Stored records
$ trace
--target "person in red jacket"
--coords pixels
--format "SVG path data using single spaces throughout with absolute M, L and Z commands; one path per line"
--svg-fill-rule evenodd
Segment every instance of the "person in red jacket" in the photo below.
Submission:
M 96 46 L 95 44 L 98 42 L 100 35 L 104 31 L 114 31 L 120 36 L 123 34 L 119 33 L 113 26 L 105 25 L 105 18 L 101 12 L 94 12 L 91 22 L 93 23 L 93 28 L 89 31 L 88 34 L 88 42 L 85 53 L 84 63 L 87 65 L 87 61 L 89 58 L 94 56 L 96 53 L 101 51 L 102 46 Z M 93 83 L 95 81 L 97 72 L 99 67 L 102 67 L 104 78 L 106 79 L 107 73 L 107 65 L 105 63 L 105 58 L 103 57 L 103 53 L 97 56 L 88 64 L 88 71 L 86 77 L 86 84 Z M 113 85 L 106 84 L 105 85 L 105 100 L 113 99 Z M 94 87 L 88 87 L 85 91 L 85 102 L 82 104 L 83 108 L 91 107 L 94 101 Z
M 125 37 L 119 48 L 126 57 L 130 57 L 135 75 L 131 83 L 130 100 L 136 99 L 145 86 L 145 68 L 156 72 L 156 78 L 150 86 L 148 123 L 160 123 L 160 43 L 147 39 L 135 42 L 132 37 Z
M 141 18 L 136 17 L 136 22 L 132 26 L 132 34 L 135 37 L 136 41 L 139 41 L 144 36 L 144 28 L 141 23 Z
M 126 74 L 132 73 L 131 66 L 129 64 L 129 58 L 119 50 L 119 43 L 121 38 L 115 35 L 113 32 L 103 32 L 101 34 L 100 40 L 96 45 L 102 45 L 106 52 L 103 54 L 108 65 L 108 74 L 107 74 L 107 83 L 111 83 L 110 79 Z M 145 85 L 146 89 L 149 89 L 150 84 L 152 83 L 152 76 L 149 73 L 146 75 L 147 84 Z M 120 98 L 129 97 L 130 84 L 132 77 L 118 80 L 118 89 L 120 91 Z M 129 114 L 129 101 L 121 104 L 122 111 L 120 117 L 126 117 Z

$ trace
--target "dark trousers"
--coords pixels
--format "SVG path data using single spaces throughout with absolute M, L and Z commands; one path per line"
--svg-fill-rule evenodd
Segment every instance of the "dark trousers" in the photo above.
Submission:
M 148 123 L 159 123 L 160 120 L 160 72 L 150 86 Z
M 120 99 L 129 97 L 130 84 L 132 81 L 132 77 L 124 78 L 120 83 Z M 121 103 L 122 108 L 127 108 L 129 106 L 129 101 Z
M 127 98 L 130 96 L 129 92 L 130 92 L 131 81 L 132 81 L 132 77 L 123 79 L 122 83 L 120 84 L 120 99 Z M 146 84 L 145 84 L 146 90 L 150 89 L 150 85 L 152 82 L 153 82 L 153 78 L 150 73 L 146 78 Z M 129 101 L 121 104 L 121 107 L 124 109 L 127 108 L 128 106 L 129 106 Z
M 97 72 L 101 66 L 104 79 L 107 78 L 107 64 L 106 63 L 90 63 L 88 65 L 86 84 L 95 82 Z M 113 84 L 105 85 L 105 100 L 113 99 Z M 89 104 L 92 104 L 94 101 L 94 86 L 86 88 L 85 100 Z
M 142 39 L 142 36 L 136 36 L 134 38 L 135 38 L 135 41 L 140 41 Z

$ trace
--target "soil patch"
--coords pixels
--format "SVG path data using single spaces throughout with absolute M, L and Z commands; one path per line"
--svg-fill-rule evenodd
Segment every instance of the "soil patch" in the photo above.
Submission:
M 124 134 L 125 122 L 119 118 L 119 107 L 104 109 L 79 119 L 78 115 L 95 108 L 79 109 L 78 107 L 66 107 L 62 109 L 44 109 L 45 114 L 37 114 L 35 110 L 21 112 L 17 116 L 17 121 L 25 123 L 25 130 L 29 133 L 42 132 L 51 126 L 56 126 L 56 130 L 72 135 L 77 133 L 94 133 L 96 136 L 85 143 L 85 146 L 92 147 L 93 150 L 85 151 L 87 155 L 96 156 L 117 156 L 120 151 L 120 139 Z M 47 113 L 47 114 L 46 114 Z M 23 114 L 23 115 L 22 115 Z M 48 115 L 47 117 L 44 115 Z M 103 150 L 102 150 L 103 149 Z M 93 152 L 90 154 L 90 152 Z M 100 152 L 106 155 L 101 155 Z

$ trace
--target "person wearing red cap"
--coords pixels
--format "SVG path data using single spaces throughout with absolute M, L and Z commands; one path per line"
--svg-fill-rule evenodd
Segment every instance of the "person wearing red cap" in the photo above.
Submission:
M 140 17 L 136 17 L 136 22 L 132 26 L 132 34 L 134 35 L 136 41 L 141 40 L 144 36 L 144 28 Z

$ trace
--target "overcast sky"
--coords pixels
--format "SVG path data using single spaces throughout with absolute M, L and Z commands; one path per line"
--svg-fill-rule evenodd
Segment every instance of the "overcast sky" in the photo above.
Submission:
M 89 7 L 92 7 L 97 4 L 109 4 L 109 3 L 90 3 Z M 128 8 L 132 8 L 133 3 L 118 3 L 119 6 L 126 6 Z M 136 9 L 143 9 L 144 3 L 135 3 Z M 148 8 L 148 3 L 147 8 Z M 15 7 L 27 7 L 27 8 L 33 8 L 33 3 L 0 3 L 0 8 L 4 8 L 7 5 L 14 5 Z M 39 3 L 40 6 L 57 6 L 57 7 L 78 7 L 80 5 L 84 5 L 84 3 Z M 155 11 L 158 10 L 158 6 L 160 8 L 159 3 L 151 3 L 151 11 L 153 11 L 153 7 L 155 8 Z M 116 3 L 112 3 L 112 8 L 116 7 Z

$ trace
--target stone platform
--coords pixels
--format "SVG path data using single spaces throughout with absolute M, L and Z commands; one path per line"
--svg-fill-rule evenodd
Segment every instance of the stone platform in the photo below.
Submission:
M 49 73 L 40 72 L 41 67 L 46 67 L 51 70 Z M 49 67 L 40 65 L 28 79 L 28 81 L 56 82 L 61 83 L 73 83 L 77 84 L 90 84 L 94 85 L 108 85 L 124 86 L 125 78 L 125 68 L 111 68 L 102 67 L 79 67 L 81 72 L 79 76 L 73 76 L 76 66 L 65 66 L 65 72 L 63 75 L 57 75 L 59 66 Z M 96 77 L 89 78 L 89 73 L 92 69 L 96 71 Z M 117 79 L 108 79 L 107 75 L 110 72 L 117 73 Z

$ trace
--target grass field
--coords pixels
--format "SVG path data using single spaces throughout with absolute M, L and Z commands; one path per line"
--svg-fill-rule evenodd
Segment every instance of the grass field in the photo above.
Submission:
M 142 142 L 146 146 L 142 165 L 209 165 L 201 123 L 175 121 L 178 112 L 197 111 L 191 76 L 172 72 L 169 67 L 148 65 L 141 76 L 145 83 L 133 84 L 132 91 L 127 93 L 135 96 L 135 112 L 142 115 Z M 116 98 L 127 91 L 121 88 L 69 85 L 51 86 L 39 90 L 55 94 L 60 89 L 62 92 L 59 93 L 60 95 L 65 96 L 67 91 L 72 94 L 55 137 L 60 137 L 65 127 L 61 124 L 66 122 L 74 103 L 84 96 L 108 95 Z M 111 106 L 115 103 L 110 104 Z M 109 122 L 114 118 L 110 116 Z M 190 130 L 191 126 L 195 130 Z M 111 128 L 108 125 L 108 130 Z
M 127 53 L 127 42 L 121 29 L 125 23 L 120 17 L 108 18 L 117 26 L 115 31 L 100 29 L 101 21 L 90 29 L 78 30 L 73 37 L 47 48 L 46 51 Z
--
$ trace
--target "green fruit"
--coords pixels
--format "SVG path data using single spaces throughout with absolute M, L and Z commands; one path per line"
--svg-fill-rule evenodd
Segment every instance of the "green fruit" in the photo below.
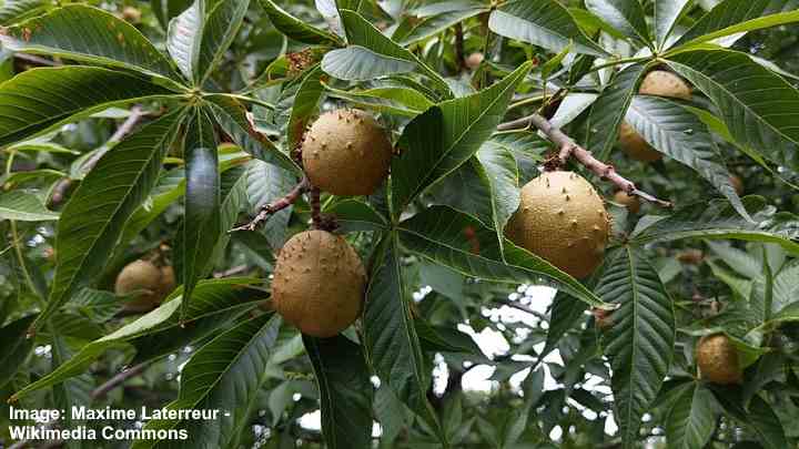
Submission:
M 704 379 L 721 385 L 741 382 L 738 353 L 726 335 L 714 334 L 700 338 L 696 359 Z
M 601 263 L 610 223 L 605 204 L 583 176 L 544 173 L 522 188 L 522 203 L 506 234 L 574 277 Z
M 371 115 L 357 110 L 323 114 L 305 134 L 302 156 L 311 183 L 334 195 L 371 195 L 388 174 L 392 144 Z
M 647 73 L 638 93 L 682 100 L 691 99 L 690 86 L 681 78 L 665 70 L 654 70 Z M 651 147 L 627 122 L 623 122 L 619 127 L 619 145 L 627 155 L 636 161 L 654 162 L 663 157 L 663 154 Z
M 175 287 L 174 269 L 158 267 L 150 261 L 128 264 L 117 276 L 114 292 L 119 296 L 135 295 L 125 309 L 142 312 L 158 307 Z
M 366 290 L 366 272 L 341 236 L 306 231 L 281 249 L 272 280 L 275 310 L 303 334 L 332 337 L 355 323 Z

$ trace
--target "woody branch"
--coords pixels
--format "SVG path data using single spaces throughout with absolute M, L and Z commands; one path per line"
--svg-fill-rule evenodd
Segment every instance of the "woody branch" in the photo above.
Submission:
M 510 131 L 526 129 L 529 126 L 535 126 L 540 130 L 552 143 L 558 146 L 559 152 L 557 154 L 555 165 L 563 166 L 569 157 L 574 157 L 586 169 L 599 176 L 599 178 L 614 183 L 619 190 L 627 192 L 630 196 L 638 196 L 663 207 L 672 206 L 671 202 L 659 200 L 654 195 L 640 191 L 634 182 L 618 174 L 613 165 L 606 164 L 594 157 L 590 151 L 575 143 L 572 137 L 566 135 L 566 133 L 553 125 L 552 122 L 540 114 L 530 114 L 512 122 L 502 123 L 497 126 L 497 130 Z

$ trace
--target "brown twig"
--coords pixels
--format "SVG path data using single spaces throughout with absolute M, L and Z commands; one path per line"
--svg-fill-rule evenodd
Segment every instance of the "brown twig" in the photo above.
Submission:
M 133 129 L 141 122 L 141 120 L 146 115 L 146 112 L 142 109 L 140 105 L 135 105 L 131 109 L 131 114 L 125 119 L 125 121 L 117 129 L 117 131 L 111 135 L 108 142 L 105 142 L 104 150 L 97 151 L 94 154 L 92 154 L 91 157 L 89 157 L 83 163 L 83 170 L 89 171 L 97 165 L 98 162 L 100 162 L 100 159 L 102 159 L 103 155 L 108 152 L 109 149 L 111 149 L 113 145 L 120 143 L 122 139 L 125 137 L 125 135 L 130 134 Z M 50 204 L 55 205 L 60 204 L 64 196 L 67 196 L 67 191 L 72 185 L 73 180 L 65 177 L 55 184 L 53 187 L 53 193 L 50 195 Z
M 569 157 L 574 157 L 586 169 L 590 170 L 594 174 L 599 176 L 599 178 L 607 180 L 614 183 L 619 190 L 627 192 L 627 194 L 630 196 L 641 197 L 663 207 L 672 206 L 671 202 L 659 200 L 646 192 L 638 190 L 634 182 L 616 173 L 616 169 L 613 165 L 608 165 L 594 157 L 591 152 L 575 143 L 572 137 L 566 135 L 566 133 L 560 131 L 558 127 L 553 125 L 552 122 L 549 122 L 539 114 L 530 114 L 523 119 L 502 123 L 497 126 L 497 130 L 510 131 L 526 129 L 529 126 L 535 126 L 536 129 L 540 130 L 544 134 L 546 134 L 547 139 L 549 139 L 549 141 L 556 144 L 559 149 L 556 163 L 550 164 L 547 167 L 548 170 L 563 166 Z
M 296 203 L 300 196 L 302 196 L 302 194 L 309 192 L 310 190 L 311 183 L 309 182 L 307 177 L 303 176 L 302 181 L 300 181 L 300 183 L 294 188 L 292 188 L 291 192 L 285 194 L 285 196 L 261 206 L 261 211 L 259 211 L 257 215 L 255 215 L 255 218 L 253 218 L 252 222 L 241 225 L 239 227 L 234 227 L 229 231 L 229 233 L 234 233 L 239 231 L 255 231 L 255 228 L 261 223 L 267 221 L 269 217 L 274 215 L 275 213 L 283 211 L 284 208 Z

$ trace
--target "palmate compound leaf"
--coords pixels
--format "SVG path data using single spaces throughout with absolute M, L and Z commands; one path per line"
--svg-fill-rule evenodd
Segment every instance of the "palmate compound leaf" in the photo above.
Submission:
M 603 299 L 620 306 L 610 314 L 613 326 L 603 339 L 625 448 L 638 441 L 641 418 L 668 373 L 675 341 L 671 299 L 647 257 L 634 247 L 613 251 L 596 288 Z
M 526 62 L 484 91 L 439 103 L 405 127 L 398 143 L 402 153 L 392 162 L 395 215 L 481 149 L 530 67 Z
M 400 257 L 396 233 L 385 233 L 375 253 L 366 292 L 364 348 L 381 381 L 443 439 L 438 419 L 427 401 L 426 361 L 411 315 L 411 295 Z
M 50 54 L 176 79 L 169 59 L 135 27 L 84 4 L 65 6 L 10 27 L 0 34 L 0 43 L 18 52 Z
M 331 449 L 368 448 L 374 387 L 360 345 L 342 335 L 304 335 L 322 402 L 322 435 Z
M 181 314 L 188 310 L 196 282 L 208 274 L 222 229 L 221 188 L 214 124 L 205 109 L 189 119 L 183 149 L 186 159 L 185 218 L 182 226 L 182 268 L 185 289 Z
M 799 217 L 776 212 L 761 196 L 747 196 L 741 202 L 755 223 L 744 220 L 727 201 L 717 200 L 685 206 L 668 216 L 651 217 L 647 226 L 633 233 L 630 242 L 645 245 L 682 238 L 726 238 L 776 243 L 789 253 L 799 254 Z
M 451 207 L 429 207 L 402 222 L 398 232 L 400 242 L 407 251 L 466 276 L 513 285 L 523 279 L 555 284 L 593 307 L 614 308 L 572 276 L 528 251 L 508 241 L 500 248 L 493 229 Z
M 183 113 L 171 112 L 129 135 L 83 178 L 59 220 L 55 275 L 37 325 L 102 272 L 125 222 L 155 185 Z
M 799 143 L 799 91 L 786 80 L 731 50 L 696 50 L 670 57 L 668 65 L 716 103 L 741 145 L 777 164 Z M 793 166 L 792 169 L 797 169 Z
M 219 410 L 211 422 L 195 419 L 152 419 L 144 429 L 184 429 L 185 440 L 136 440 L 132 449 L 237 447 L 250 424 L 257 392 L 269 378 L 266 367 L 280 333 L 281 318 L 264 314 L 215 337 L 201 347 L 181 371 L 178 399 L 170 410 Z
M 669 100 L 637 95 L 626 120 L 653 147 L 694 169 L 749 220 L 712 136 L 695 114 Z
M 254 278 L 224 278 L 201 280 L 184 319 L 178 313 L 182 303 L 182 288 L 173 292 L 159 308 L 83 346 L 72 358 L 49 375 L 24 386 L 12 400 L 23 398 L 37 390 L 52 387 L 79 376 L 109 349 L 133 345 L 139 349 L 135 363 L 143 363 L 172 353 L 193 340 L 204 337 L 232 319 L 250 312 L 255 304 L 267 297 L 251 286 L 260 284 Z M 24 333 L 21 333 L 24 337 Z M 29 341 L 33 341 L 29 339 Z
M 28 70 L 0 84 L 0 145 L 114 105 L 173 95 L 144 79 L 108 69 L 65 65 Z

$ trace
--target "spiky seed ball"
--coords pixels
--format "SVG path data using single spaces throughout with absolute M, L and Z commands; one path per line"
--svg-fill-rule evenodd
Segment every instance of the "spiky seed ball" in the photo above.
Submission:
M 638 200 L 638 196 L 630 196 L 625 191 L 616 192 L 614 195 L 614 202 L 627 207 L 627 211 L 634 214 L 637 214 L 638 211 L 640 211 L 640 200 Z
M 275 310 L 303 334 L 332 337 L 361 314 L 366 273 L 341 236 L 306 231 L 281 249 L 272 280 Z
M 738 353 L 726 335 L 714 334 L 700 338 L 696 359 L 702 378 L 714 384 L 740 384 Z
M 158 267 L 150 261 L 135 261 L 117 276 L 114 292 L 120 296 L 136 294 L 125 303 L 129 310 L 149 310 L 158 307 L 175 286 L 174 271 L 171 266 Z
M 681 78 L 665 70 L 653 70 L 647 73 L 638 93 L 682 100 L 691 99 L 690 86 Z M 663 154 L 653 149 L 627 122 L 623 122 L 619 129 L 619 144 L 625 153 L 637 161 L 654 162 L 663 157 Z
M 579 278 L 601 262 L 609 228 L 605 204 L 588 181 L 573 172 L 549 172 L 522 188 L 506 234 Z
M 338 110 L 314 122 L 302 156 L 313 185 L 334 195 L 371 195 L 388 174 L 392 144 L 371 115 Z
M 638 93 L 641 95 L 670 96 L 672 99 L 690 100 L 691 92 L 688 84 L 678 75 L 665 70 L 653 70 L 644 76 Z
* * *
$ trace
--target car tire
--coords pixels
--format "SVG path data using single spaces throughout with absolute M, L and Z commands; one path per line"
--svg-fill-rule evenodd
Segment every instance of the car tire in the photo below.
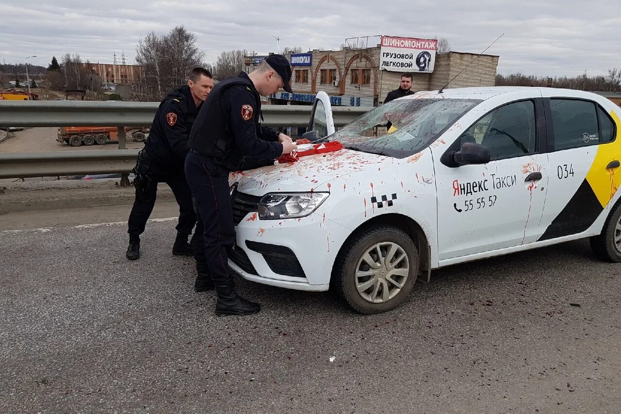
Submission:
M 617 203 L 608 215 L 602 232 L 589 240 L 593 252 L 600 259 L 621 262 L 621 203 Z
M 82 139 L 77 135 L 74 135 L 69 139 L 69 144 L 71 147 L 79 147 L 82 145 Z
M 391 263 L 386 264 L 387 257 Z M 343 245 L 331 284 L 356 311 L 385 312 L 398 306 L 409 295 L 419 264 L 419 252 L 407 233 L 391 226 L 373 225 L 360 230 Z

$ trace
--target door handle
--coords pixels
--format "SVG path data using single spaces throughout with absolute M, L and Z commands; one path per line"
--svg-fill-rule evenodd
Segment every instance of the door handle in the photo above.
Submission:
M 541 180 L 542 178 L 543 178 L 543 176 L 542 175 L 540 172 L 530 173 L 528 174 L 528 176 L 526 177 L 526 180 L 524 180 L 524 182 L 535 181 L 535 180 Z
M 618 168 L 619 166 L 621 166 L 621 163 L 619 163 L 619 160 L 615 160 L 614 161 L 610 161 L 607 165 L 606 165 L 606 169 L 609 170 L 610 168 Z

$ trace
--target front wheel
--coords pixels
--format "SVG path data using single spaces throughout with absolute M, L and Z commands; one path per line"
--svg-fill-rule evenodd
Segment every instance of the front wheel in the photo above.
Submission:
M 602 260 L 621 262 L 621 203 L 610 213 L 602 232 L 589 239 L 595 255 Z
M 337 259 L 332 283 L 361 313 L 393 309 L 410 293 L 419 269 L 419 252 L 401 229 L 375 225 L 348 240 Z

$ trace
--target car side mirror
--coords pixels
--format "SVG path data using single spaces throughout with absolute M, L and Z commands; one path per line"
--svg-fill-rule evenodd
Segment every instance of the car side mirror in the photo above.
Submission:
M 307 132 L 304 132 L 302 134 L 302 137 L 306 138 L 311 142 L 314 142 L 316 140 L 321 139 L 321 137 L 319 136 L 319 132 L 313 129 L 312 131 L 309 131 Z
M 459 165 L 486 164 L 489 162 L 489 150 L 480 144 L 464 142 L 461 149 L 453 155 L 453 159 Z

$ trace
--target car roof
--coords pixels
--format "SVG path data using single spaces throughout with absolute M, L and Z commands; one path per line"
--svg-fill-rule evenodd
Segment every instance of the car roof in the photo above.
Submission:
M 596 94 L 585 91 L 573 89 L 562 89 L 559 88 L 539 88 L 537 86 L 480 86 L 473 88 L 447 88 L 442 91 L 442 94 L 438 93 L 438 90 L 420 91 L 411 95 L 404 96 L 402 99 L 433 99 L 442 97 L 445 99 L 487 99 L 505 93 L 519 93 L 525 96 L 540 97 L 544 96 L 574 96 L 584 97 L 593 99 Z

GOAL: List every line of the records that contains the string "fruit". Case counts.

ANSWER FOR THE TASK:
--target "green fruit"
Segment every instance of the "green fruit" in the photo below.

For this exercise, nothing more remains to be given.